> _REQUIREMENT_
Line count for "below": report how many lines in this material hold that string, with the number alone as the answer.

> _DATASET RECORDS_
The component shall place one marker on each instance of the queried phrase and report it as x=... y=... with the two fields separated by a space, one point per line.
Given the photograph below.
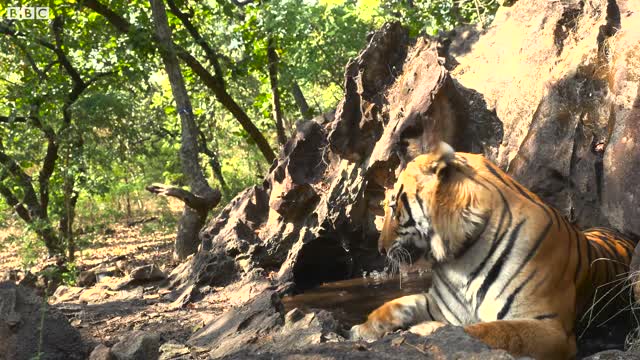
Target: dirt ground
x=106 y=311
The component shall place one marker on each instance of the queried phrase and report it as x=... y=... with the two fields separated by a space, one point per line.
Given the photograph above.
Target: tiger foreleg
x=395 y=314
x=540 y=339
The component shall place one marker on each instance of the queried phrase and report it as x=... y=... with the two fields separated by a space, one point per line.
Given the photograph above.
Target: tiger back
x=508 y=267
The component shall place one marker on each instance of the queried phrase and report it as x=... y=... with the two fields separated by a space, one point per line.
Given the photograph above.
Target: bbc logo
x=27 y=13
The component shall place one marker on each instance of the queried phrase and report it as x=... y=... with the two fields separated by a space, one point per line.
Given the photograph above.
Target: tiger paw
x=364 y=332
x=426 y=328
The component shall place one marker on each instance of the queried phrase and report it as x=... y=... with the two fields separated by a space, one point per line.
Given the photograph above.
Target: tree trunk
x=272 y=58
x=193 y=218
x=298 y=96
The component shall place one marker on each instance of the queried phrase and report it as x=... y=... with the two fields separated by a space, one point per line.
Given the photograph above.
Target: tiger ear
x=444 y=155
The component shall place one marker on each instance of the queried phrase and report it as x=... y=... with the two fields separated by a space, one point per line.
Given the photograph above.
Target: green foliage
x=124 y=133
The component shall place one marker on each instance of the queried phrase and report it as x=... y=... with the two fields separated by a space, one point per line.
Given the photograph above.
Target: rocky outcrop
x=262 y=326
x=447 y=343
x=29 y=328
x=549 y=92
x=563 y=79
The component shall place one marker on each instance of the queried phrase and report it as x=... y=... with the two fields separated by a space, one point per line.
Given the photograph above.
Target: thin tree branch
x=218 y=88
x=211 y=55
x=193 y=201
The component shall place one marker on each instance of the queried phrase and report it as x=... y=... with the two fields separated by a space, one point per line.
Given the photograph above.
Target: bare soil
x=106 y=311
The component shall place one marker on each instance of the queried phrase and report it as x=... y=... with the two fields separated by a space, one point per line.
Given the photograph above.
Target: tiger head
x=433 y=208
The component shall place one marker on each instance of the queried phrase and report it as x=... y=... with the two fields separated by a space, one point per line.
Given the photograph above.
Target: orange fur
x=456 y=201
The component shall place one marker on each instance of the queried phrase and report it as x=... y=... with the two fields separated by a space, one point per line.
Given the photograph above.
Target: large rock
x=260 y=325
x=562 y=77
x=446 y=343
x=138 y=345
x=21 y=334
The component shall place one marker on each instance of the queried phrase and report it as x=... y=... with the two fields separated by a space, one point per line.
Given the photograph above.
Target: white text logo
x=27 y=13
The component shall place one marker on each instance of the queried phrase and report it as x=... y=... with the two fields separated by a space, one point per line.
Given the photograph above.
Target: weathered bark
x=192 y=218
x=272 y=58
x=211 y=81
x=303 y=106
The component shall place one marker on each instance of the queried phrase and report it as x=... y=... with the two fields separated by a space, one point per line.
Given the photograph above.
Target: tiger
x=510 y=269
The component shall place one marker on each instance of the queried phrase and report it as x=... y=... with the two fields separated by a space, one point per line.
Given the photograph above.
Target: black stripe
x=429 y=310
x=546 y=316
x=507 y=304
x=532 y=252
x=627 y=253
x=469 y=242
x=557 y=216
x=589 y=253
x=405 y=201
x=399 y=192
x=419 y=200
x=493 y=273
x=579 y=239
x=567 y=252
x=450 y=287
x=497 y=238
x=443 y=303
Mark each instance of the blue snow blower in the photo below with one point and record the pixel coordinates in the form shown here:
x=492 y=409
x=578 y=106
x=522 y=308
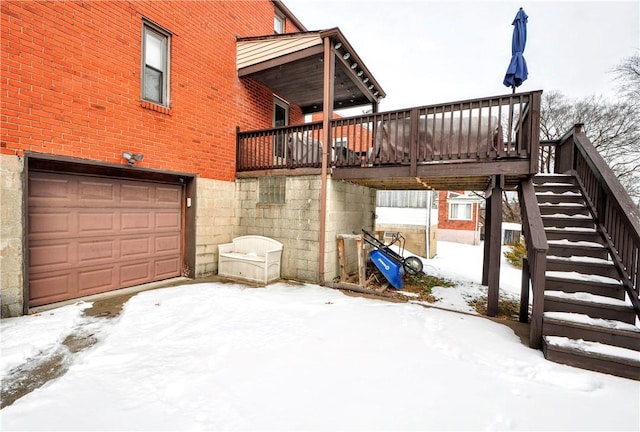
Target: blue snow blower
x=391 y=264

> _FINISHED EXERCISE_
2